**Tasks to complete**
a. According to the news report on the Davila-Colon trial, why was Davila-Colon charged with aiding and abetting attempted extortion rather than actual extortion?
b. Repeat the passage of the trial report from "Willis comments" up to and including "could get less.".

(Reading passage)

The two $5,000 payments Sandoval handed her and which she then gave to Janiszewski in September and October 1999 were given to Sandoval by the FBI. Because of that, Davila-Colon was charged with aiding and abetting attempted - rather than actual - extortion.

Davila-Colon was charged with three counts of mail fraud because Janiszewski mailed tax returns and financial disclosure forms that concealed the bribery scheme, prosecutors said.

Willis comments

"I'm very disappointed, and it's the nature of this business that there's got to be a winner and there's got to be a loser," Willis said outside the courtroom, minutes after the verdict was handed down. "I hope that somewhere along the way Robert Janiszewski gets his justice and Oscar Sandoval gets his."

Davila-Colon admitted on the witness stand last week that she knowingly handed a $5,000 bribe to Janiszewski on Oct. 15, 1999, but said she did not know what she was delivering to the county executive when Sandoval gave her an envelope a month earlier, on Sept. 15.

Janiszewski, who has pleaded guilty to taking more than $100,000 in bribes during his 13 years in office and spent a year working as a federal informant himself, testified for the prosecution in the case in exchange for possible leniency when he is sentenced. He faces about three years but could get less.

During Janiszewski's testimony, Willis pounded away at his credibility, eliciting from him admissions that he took bribes from several county contractors beginning his first year in office in 1988.

Asked yesterday if there would be action taken against any of the people Janiszewski said paid him bribes - including such well-known figures in Hudson County as real estate developer Joseph Barry and political consultant Paul Byrne - Christie would say only that the investigation is not over.

"Nothing that (Janiszewski) said on the witness stand comes as a surprise to us," Christie said. "This is not the last time we will be talking about corruption in Hudson County."

Freeholder William Braker, also of Jersey City, will go on trial Oct. 21 for allegedly demanding cash bribes and Viagra from Sandoval.

Sandoval was under subpoena from the defense in the Davila-Colon trial but did not testify and has not been charged with a crime. Willis said he did not call Sandoval to the stand because he would not submit to an interview before testifying.

"You have to be off your rocker as a lawyer to put someone on the stand who you haven't interviewed," he said.

(End Reading passage)
(Extracted entries)

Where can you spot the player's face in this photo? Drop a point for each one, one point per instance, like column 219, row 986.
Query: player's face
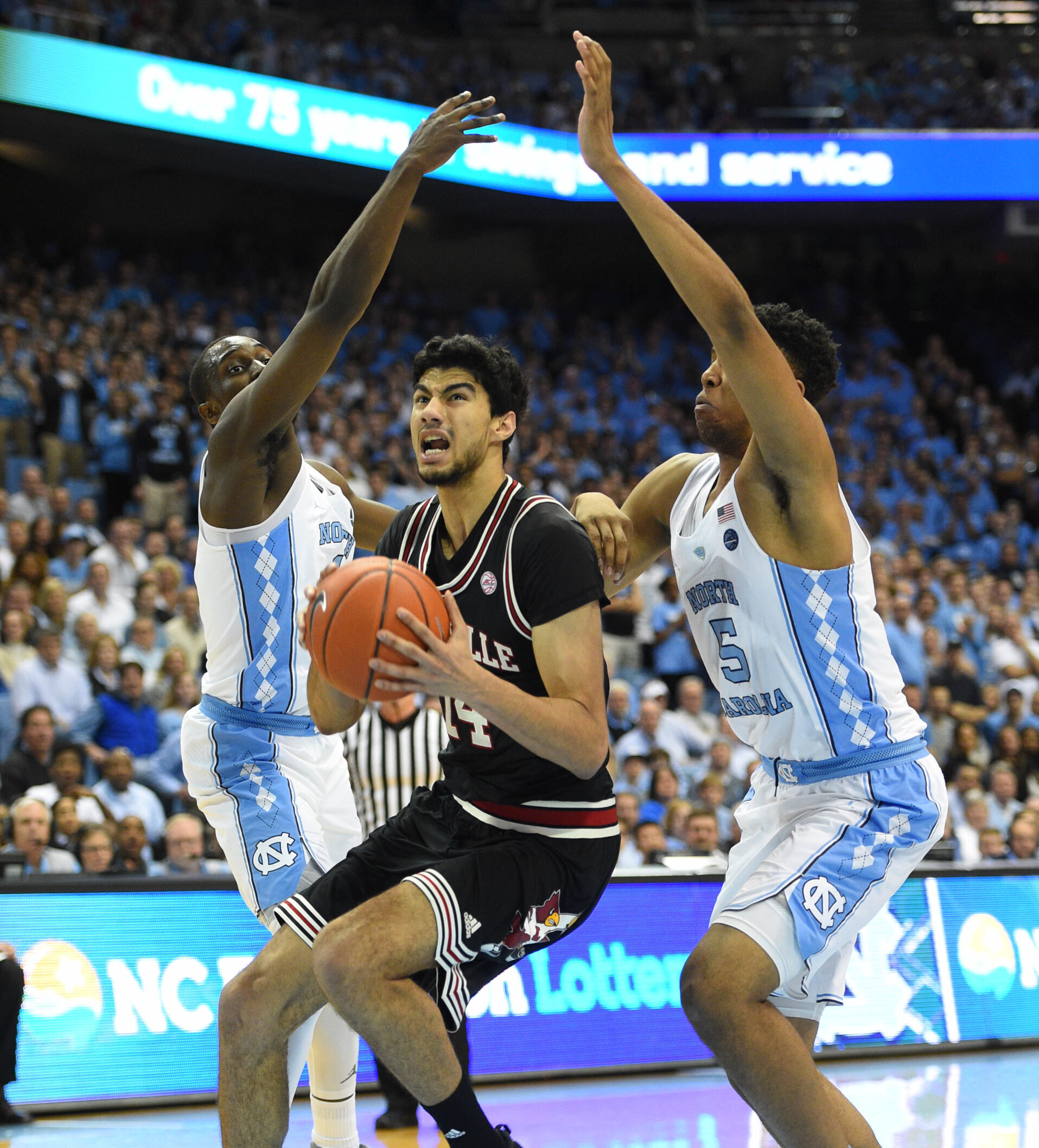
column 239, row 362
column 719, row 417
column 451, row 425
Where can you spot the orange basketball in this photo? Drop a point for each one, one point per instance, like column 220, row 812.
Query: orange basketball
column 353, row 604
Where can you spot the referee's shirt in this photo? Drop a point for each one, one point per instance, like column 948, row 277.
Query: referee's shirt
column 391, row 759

(End Extracted entries)

**Activity answers**
a. The two $5,000 payments that Sandoval handed her, and that she then gave to Janiszewski in September and October 1999, had been given to Sandoval by the FBI. For that reason, the charge was aiding and abetting attempted extortion rather than actual extortion.

b.
Willis comments

"I'm very disappointed, and it's the nature of this business that there's got to be a winner and there's got to be a loser," Willis said outside the courtroom, minutes after the verdict was handed down. "I hope that somewhere along the way Robert Janiszewski gets his justice and Oscar Sandoval gets his."

Davila-Colon admitted on the witness stand last week that she knowingly handed a $5,000 bribe to Janiszewski on Oct. 15, 1999, but said she did not know what she was delivering to the county executive when Sandoval gave her an envelope a month earlier, on Sept. 15.

Janiszewski, who has pleaded guilty to taking more than $100,000 in bribes during his 13 years in office and spent a year working as a federal informant himself, testified for the prosecution in the case in exchange for possible leniency when he is sentenced. He faces about three years but could get less.